TEXT SEGMENT:
This is more of a product review/installation procedure:
Lately, I've been fine tuning my carbs a lot in pursuit of extracting as many horsepower as I can out of this little 250 Kawi engine. However, every time I pressed the starter button after swapping several mainjets, needle height position, etc. it drained the battery a lot--you can just hear it suck the life out of the OEM battery and see the gauge dashlight dim with every restart.
I then remembered there was a vendor who made aftermarket batteries that not only was stronger in terms of amp output and longevity but it also weighed 6-7 lbs less compared to the OEM battery--for those who are looking for more power in terms of speed, shaving off weight is key.
I have one installed in my 2009 CBR600RR but I wasn't sure if the vendor made one for the Kawasaki Ninja250R. I asked the vendor and he said the batteries are compatible with all bikes and makes.
So, I ordered one and here is my review/installation procedure.
This is what comes in the package: a 4 cell battery, 1 connector, and 2 heat shrinking sleeve.
According to the vendor
Quote:
|
what you get is a 4 cell pack putting out 120amps. with a weight of about 13.5 ounces with the connector.
|
However my weight scale displayed 14.9 ounces but mine could be slightly off or his could be. Still it's VERY minimal and not worth arguing over.
Our OEM battery weighs in at 6 lbs and 1.5 ounces. Compared to the Moty Design Battery's at 14.9 ounces, our battery is FAT & HEAVY! I basically just shaved off 5-6 lbs.
Instead of trying to explain to you guys how these batteries are better I'm just going to quote the questions ask and the vendor responses:
Q: Can you use battery tenders/chargers on these?

STORED DATA:
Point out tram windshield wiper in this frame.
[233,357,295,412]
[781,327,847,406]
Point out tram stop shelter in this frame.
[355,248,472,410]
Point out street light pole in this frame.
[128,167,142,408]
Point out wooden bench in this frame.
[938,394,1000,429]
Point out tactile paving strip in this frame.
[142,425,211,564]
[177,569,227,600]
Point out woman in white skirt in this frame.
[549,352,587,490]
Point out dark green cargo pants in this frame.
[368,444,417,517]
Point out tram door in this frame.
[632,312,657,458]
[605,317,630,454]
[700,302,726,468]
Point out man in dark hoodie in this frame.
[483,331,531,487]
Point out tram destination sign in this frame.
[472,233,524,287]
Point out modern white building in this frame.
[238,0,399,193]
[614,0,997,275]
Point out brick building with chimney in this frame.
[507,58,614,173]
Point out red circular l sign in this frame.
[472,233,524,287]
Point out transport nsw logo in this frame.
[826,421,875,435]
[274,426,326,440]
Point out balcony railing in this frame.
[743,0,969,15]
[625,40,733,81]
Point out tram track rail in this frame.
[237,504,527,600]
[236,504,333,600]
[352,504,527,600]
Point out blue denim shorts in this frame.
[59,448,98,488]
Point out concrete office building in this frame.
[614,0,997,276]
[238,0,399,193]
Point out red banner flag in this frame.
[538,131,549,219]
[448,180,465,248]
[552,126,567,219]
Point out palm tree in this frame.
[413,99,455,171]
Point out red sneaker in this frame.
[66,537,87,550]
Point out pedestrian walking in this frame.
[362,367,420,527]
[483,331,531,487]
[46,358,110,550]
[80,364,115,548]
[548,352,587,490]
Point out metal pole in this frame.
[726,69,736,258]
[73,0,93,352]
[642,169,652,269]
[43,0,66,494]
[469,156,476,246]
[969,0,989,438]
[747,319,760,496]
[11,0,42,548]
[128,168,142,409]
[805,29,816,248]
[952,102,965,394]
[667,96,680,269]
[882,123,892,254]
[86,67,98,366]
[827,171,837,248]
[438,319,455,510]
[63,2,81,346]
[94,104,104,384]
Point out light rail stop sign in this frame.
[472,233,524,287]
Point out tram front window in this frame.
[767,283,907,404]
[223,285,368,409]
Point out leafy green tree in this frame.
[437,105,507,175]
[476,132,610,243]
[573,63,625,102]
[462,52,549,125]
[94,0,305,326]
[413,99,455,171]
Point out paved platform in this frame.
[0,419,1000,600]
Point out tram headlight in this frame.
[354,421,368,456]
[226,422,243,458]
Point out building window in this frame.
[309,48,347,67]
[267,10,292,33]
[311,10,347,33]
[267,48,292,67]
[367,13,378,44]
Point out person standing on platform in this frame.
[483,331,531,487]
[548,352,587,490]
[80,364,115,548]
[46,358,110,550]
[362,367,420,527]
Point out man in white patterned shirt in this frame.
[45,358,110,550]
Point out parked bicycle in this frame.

EXERCISE DIRECTIONS: Continue the motorcycle battery review from where it stops.

ANSWER SECTION:
A: Yes, battery tenders are JUST fine!! BUT your battery tender is now obsolete, they require truly NO maintenance. Pull them off the bike in the fall, plug them in in the spring...thats it!
Q: Are these batteries meant as a race battery or are these being used as replacements for the original battery as well?
A: Yes use them as original replacements or race. The cells are designed to last longer. The 4 cell will push a 55w head light for like 35 min, LEDs only you could do a few hours and it would still crank over. <---I believe he's talking about the ignition set at the "ON" position with the bike's engine completely turned off.
On with the installation!
It's pretty straight forward.
Just unscrew the 3 screws here:
Disconnet the battery terminals:
Take out the nut from the battery:
Slip the heat shrinking wrap over the wires on the connector:
Then screw the connector to the battery terminal that's on the bike: Personally I like to place a towel over the battery tray just in case I drop a screw/nut. If you dropped a nut/screw around the engine bay you know exactly what I mean by what a PITA it is to get it out.
Grab your hair dryer and heat the heat shrinking sleeve over the two leads. Your home hair dryer is probably not strong enough to shrink the sleeves. You may have to get an industrial heat dryer from Home Depot or any home improvement stores.
If you don't want to spend the money you can just zip-tie the ends like I did.
Now connect the connector to the battery.
Place the battery anywhere, any position you like. You're done!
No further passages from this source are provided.